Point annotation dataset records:
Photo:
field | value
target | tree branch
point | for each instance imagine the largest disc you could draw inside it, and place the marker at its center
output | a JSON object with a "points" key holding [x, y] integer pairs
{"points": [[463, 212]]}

▶ _What is required_:
Swap "disc" for "circle" throughout the listing, and reproduce its lines with everything else unchanged.

▶ _Task response_:
Photo:
field | value
target | tree branch
point | for each instance imagine the largest circle you could draw inside it, and place the marker at its center
output | a JSON object with a "points" key holding [x, y] integer pairs
{"points": [[463, 212]]}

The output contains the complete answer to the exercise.